SET PROBLEM
Return every line of the entries below word for word, leaving out the pictures.

Entries on locating named things
============
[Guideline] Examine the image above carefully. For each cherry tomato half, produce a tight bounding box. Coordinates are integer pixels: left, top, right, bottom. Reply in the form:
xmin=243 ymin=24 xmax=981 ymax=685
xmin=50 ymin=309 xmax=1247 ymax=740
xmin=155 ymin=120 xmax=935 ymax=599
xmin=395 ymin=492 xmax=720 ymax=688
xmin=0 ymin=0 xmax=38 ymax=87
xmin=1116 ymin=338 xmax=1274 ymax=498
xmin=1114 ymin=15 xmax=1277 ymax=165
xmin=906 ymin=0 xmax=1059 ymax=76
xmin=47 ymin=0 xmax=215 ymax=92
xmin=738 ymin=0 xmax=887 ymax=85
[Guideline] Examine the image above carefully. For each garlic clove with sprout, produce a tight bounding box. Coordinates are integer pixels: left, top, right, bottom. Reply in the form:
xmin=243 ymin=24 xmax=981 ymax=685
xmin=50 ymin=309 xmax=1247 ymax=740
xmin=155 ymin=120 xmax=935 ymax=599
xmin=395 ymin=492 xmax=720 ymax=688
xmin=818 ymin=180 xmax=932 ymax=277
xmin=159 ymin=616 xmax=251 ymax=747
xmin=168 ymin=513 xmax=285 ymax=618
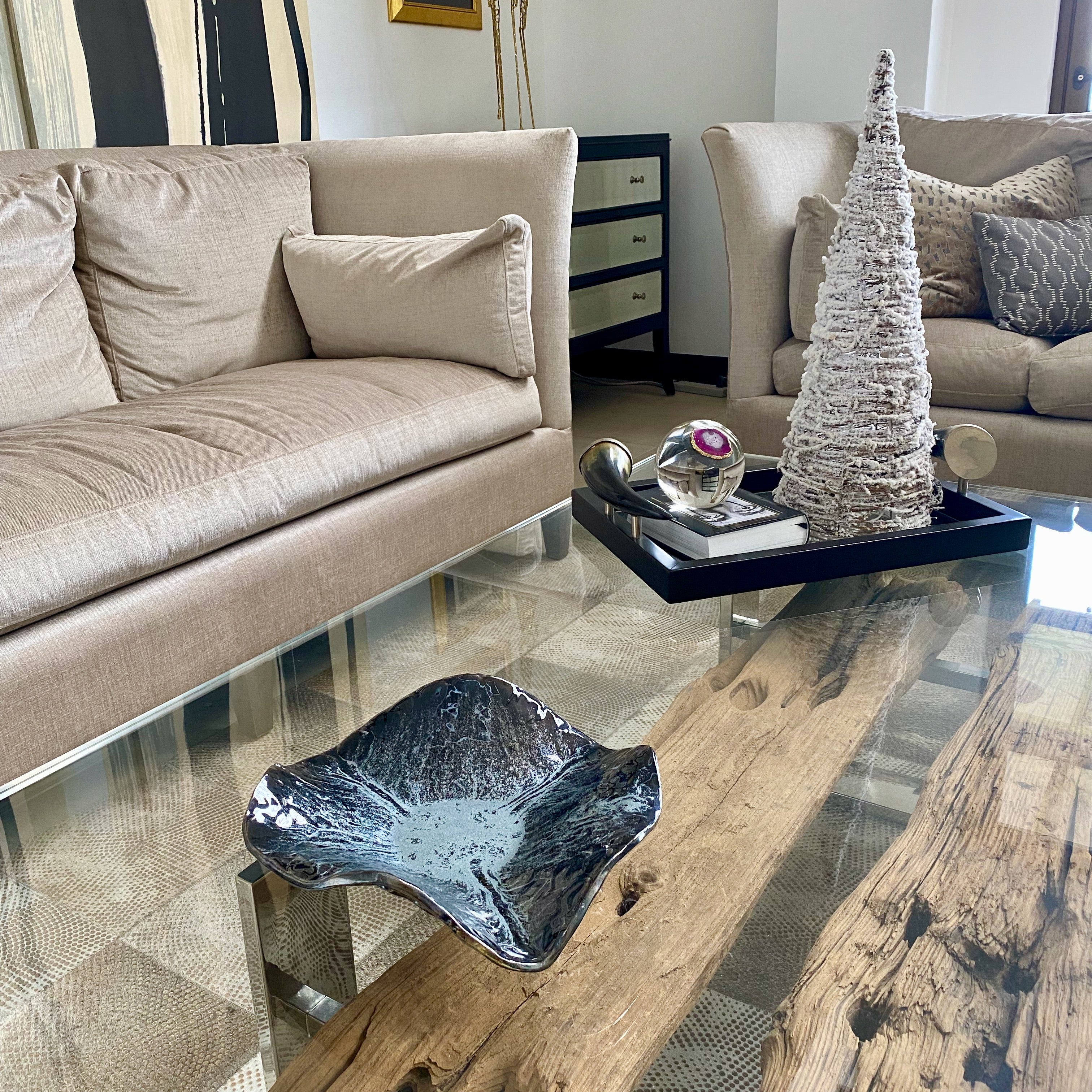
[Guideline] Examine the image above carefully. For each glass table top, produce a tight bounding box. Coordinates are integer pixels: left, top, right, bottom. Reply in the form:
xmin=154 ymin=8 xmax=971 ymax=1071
xmin=0 ymin=480 xmax=1092 ymax=1092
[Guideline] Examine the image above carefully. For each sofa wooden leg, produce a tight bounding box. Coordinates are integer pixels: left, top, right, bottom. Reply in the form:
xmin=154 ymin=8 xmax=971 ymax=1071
xmin=542 ymin=504 xmax=572 ymax=561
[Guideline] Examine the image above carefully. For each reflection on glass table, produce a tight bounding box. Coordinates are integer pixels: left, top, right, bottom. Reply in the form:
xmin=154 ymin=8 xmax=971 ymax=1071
xmin=0 ymin=478 xmax=1092 ymax=1092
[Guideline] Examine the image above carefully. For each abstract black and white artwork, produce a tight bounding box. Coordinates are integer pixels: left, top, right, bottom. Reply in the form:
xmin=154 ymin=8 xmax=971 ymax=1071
xmin=0 ymin=0 xmax=318 ymax=147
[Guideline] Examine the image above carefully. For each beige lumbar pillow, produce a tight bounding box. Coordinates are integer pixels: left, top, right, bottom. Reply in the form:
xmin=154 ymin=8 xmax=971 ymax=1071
xmin=284 ymin=215 xmax=535 ymax=378
xmin=788 ymin=155 xmax=1080 ymax=341
xmin=0 ymin=172 xmax=118 ymax=429
xmin=65 ymin=148 xmax=311 ymax=399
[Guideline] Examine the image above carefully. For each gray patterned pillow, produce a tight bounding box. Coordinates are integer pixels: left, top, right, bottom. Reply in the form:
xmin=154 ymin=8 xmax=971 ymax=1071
xmin=973 ymin=212 xmax=1092 ymax=337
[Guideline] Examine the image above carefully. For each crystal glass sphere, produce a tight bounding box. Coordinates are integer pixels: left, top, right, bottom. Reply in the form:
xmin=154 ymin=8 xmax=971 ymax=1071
xmin=656 ymin=420 xmax=744 ymax=508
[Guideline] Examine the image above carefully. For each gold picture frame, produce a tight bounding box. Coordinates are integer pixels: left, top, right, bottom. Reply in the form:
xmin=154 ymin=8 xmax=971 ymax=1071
xmin=386 ymin=0 xmax=482 ymax=31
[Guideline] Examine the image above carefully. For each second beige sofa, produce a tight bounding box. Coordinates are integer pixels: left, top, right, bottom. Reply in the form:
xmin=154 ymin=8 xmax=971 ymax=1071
============
ANSWER TO THIS EXERCISE
[Guideline] Examine the image above carefully. For each cherry tomato half, produce a tight bounding box. Coordinates are integer pixels: left, top, right, bottom. Reply in the form:
xmin=243 ymin=24 xmax=981 ymax=685
xmin=50 ymin=309 xmax=1247 ymax=740
xmin=155 ymin=120 xmax=935 ymax=599
xmin=395 ymin=492 xmax=720 ymax=688
xmin=0 ymin=0 xmax=38 ymax=87
xmin=1116 ymin=338 xmax=1274 ymax=498
xmin=1114 ymin=15 xmax=1277 ymax=165
xmin=906 ymin=0 xmax=1059 ymax=76
xmin=47 ymin=0 xmax=215 ymax=92
xmin=738 ymin=0 xmax=887 ymax=85
[Guideline] Examine the image above carefully. For each garlic clove with sprout, produce a tight bounding box. Coordinates are integer pixels: left, top, right, bottom. Reply in the form:
xmin=243 ymin=24 xmax=981 ymax=685
xmin=50 ymin=309 xmax=1247 ymax=740
xmin=155 ymin=120 xmax=935 ymax=599
xmin=395 ymin=492 xmax=720 ymax=688
xmin=818 ymin=180 xmax=932 ymax=277
xmin=159 ymin=616 xmax=251 ymax=747
xmin=168 ymin=513 xmax=285 ymax=618
[Guideline] Examine the image above carefully. For each glass table top, produce a tight bounding box. Coordinates are integer pixels: left, top, right, bottom. Reply in the form:
xmin=154 ymin=8 xmax=971 ymax=1071
xmin=0 ymin=480 xmax=1092 ymax=1092
[Guideline] Examine the image above carefully. For each sofa wooden leg, produce a tight bounding box. Coordinates are integer pixels: left, top, right, bottom. Reply in the form:
xmin=154 ymin=8 xmax=971 ymax=1071
xmin=542 ymin=504 xmax=572 ymax=561
[Guideline] Examine the image above carefully. For each reflection on glass table, produce a tight bounding box. Coordinates are integer pixels: left, top, right, bottom. Reply in the form:
xmin=154 ymin=8 xmax=971 ymax=1071
xmin=0 ymin=478 xmax=1092 ymax=1092
[Guideline] Examine the image above carefully. For each abstract black and white artwork, produce a tight bounding box. Coordinates are integer pixels: left, top, right, bottom. Reply in the form:
xmin=154 ymin=8 xmax=971 ymax=1071
xmin=0 ymin=0 xmax=318 ymax=147
[Guideline] Examine the image above carefully. For each beige lumbar pillow, produce a tight bounding box. Coordinates are integer pixels: left, top, right, bottom. Reply in the form:
xmin=154 ymin=8 xmax=971 ymax=1071
xmin=284 ymin=215 xmax=535 ymax=378
xmin=788 ymin=155 xmax=1080 ymax=341
xmin=0 ymin=172 xmax=118 ymax=429
xmin=65 ymin=148 xmax=311 ymax=399
[Guideline] Examine the image above carefully. For each gray patterned pillow, produce a tight bounding box. Coordinates are integer pixels: left, top, right, bottom. Reply in the form:
xmin=154 ymin=8 xmax=971 ymax=1071
xmin=973 ymin=212 xmax=1092 ymax=337
[Guideline] Examine the image above carefully. For each crystal glass sphere, produce a tight bounding box. Coordinates are integer pixels: left, top, right, bottom. Reply in the form:
xmin=154 ymin=8 xmax=971 ymax=1071
xmin=656 ymin=420 xmax=744 ymax=508
[Guideline] Examine the image above carefully. For each gold picture frame, produce a tight bounding box. Coordinates are integer pixels: left, top, right, bottom. Reply in the form:
xmin=154 ymin=8 xmax=971 ymax=1071
xmin=386 ymin=0 xmax=482 ymax=31
[Guideline] Examine the image above carefully. For each second beige sofa, produce a tight bounding box. Coordinates are integer pixels: left, top, right, bottom. Reply in the form:
xmin=154 ymin=8 xmax=971 ymax=1071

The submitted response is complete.